## SOURCE DOCUMENT
▬▬▬▬▬▬▬▬▬▬
What's your idea of the sequence of events where a crowd of unarmed people in the Capitol "easily" would have led to thousands of lives being lost?


What makes you think they were all unarmed?


Tribalism is destroying our country, and articles like this promote it.


So we should just forget about 1/6 then? Got it.


Not in the least. But when someone (rightly) condemns 1/6 then throws out a veiled threat of violence to businesses who don't agree with him politically, the argument goes way out the window.

We need a lot less of "it's ok when WE do it" and a lot more "This is not ok for anyone".


> The terrorist attack of 1/6 raised deeper questions about how our country is governed, and who we have become as a people.

Are we talking about the rioters or the guy who left the pipe bombs?


[flagged]


How so?


> The scenario then goes like this. The Republicans win back the House and Senate in 2022, in part thanks to voter suppression. The Republican candidate in 2024 loses the popular vote by several million and the electoral vote by the margin of a few states. State legislatures, claiming fraud, alter the electoral count vote. The House and Senate accept that altered count. The losing candidate becomes the president. We no longer have "democratically elected government." And people are angry.
▬▬▬▬▬▬▬▬▬▬
Retype the stretch of the comment thread from "What makes you" through "then? Got it." word for word.

(Lines of data)
▬▬▬▬▬▬▬▬▬▬
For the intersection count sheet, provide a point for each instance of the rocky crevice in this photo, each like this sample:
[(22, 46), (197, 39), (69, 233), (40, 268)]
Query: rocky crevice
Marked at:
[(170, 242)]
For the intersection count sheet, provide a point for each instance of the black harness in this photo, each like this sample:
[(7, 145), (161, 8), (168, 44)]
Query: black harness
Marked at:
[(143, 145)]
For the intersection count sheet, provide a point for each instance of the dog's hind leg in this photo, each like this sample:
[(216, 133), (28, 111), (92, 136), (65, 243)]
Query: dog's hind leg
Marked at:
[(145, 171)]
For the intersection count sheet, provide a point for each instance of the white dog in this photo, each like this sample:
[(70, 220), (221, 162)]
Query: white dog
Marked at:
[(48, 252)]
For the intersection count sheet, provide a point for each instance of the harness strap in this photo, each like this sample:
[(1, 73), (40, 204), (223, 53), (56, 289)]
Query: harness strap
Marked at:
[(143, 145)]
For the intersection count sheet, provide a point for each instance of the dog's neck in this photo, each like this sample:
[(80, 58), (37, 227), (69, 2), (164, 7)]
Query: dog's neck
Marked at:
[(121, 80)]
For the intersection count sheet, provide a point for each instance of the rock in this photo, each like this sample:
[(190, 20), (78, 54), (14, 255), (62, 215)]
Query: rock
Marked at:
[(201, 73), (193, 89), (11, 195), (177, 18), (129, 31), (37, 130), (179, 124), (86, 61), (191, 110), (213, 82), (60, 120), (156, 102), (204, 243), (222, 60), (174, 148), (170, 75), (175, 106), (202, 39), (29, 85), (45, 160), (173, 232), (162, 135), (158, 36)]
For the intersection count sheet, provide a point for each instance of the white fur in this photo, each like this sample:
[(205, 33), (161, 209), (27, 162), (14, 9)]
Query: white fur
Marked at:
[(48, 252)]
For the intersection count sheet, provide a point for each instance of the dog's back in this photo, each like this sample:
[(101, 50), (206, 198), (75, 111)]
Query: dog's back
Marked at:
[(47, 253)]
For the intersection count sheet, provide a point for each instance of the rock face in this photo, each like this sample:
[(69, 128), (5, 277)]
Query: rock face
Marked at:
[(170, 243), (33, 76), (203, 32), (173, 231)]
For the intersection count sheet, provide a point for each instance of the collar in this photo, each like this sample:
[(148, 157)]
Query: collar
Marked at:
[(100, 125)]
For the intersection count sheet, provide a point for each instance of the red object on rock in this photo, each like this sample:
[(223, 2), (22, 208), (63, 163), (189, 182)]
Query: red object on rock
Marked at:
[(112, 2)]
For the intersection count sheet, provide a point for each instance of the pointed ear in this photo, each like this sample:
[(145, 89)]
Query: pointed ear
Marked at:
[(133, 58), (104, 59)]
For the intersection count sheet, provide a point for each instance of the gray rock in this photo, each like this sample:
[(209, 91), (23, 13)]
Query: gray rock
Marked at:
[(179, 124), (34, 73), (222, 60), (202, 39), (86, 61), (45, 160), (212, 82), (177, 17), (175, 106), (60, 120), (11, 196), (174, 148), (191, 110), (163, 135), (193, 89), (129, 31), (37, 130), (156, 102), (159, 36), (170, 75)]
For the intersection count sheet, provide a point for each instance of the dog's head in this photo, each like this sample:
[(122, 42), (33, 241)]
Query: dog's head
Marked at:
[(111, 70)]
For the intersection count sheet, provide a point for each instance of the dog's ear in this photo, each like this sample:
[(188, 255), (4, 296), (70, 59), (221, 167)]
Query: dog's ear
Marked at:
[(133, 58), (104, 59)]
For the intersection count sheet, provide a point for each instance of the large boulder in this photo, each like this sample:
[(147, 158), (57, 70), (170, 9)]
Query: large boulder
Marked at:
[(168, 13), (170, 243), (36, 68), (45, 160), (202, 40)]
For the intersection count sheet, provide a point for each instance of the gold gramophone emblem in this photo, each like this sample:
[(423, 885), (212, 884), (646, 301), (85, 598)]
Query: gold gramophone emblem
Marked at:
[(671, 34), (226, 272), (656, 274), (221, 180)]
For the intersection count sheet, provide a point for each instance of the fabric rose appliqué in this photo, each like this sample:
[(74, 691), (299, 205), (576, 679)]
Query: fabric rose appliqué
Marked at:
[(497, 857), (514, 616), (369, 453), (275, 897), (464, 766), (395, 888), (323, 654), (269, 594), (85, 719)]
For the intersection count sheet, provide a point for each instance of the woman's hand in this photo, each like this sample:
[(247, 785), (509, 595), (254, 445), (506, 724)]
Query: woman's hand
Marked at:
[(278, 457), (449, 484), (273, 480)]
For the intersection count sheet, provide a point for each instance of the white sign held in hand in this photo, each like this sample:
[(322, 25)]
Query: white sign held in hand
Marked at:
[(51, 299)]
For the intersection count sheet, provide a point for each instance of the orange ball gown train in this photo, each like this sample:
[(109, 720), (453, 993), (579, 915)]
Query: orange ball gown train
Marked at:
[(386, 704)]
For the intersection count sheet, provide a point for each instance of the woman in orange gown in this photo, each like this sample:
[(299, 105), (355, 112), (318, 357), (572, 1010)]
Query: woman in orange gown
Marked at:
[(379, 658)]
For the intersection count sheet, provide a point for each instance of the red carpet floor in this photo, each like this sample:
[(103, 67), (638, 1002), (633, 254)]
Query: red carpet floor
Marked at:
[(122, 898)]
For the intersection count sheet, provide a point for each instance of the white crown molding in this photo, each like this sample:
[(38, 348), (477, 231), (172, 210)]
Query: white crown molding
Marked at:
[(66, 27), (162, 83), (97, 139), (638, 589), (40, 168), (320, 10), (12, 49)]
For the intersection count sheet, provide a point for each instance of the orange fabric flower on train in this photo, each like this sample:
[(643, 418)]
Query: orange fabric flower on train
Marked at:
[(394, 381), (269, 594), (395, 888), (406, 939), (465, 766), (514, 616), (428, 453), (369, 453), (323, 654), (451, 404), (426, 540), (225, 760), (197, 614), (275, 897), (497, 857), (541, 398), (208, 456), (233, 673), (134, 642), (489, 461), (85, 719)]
▬▬▬▬▬▬▬▬▬▬
## SOLUTION
What makes you think they were all unarmed?


Tribalism is destroying our country, and articles like this promote it.


So we should just forget about 1/6 then? Got it.